## Instructions for the task:
Write out the full listing again, exactly as it stands.
Source material start
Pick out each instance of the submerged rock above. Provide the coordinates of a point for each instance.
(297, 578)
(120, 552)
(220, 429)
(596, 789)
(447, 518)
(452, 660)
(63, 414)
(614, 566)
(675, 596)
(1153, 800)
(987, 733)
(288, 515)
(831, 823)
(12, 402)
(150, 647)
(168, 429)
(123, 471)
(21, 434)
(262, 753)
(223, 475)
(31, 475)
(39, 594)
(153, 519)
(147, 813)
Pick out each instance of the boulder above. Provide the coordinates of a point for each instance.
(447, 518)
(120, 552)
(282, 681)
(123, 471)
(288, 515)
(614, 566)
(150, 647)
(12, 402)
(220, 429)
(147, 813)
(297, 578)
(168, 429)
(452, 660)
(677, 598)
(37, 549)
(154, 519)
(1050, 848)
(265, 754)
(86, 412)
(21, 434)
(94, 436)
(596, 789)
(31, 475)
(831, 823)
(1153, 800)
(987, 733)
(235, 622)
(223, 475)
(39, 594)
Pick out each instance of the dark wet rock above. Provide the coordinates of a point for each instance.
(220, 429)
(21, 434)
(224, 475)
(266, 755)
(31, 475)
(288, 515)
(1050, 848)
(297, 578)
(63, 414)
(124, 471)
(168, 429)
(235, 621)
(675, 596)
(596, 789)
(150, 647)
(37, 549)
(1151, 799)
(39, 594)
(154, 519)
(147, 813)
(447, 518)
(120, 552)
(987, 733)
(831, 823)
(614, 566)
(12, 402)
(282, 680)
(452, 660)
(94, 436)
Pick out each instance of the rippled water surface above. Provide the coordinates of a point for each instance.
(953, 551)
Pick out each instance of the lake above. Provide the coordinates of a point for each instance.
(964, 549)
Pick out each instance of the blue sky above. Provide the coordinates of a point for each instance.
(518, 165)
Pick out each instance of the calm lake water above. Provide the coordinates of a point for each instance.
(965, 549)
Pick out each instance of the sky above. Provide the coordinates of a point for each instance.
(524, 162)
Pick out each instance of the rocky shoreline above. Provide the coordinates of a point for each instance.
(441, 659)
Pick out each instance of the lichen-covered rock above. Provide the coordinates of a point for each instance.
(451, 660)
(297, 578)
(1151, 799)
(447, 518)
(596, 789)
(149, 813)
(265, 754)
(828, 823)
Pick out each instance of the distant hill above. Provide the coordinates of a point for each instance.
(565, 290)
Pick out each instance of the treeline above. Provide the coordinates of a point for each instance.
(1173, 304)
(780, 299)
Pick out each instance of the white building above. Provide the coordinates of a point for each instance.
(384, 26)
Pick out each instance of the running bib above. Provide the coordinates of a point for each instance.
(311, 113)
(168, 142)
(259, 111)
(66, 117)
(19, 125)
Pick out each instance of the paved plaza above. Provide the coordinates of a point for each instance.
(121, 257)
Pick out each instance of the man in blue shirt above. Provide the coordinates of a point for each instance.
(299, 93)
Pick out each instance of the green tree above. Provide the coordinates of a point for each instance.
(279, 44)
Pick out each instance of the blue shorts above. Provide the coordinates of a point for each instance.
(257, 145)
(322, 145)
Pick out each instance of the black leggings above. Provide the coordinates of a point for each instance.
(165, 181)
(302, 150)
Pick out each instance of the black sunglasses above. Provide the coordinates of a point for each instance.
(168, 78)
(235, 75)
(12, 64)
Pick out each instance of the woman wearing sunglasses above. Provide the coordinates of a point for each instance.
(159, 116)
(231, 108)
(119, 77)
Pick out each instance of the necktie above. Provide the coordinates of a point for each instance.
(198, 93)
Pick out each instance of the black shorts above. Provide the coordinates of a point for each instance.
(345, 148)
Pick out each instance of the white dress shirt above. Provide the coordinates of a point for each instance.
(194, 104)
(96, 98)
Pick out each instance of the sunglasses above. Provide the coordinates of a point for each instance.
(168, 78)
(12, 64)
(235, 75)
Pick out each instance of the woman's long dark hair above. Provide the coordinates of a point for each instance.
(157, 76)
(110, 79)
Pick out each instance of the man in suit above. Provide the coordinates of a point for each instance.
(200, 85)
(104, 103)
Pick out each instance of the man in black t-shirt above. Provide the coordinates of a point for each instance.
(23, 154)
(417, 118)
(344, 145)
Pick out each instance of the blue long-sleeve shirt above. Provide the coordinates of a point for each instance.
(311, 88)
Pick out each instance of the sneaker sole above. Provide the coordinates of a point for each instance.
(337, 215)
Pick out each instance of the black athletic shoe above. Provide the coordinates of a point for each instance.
Source material end
## Result of this task:
Pick out each instance of the submerged rock above. Provide the coordinates of a point for each instance.
(297, 578)
(120, 552)
(220, 429)
(596, 789)
(447, 518)
(452, 660)
(63, 414)
(614, 566)
(675, 596)
(1153, 800)
(987, 733)
(288, 515)
(831, 823)
(12, 402)
(150, 647)
(168, 429)
(123, 471)
(21, 434)
(262, 753)
(223, 475)
(31, 475)
(39, 594)
(153, 519)
(147, 813)
Pick out each instance of the boulder above. Provide the coordinates of a point for each instance.
(447, 518)
(120, 552)
(282, 681)
(123, 471)
(288, 515)
(614, 566)
(150, 647)
(12, 402)
(220, 429)
(147, 813)
(297, 578)
(168, 429)
(452, 660)
(677, 598)
(37, 549)
(154, 519)
(1050, 848)
(265, 754)
(86, 412)
(21, 434)
(94, 436)
(596, 789)
(31, 475)
(831, 823)
(1153, 800)
(987, 733)
(235, 622)
(223, 475)
(39, 594)
Pick out each instance of the dark wet rock above. Provide the coordinates of a point for each instance.
(220, 429)
(21, 434)
(224, 475)
(266, 755)
(31, 475)
(288, 515)
(1050, 848)
(297, 578)
(63, 414)
(124, 471)
(168, 429)
(235, 621)
(675, 596)
(596, 789)
(150, 647)
(37, 549)
(1151, 799)
(39, 594)
(154, 519)
(147, 813)
(447, 518)
(120, 552)
(987, 733)
(831, 823)
(614, 566)
(12, 402)
(282, 680)
(452, 660)
(94, 436)
Pick out each instance of the rippled water surface above. Provide the coordinates of a point for each instance.
(953, 551)
Pick out each instance of the lake above. Provide the coordinates of a point for each instance.
(964, 549)
Pick out each instance of the blue sky above. Provide the coordinates of a point for each instance.
(518, 165)
Pick out each instance of the calm lake water above. Provide the coordinates of a point for each instance.
(965, 549)
Pick out each instance of the sky above. Provide the coordinates of a point for each instance.
(524, 162)
Pick out each instance of the rocky shoreline above. Provide the coordinates of a point for each instance.
(441, 659)
Pick out each instance of the lichen-covered rock above. Provide the coordinates of a point for each instance.
(451, 660)
(297, 578)
(1151, 799)
(447, 518)
(596, 789)
(149, 813)
(265, 754)
(828, 823)
Pick out each instance of the distant hill above. Provide the coordinates of a point for each instance.
(565, 290)
Pick out each instance of the treeline above. Provide the coordinates of a point for each instance.
(1173, 304)
(780, 299)
Pick out each instance of the white building above. Provide the coordinates of a point for each instance.
(384, 26)
Pick out each instance of the running bib above. Provide the coordinates of a point for each instance.
(311, 113)
(168, 142)
(259, 111)
(66, 117)
(19, 125)
Pick out each instance of the paved plaza above. Provide the coordinates of a point for each instance.
(121, 257)
Pick out each instance of the man in blue shirt above. Provide the coordinates of a point for each instance.
(299, 93)
Pick out each instance of the green tree above. Provide the coordinates of a point for each instance.
(279, 44)
Pick out each instance of the blue shorts above. Provide the coordinates of a point for each instance.
(257, 145)
(322, 145)
Pick out each instance of the black leggings above. Provide the coordinates of a point for each instance.
(165, 181)
(302, 150)
Pick out each instance of the black sunglasses above. Provide the coordinates of a point for each instance.
(168, 78)
(235, 75)
(12, 64)
Pick out each instance of the woman wearing sunglasses above. Provide the coordinates of a point for each instance.
(159, 116)
(231, 108)
(119, 77)
Pick out each instance of the necktie above. Provide the coordinates of a point for each instance.
(198, 93)
Pick out each instance of the black shorts above. Provide the coordinates of a point for each instance.
(345, 148)
Pick out each instance of the white dress shirt above. Provide the coordinates of a point for each instance.
(194, 104)
(96, 98)
Pick out each instance of the sunglasses above. Provide the coordinates of a point for each instance.
(168, 78)
(12, 64)
(235, 75)
Pick out each instance of the woman's long dark hair above. Provide the coordinates of a point for each instance.
(157, 76)
(110, 79)
Pick out each instance of the man in suit above. Provide the coordinates of a point for each instance.
(200, 85)
(104, 103)
Pick out each instance of the man in black t-shirt above. Provide the coordinates of a point for each instance.
(23, 154)
(417, 118)
(344, 145)
Pick out each instance of the blue long-sleeve shirt above. Provide the coordinates of a point for each instance.
(311, 88)
Pick out each instance of the sneaker sole above. Provide the coordinates of a point for each instance.
(337, 215)
Pick out each instance of the black athletic shoe above. Provide the coordinates of a point for each instance.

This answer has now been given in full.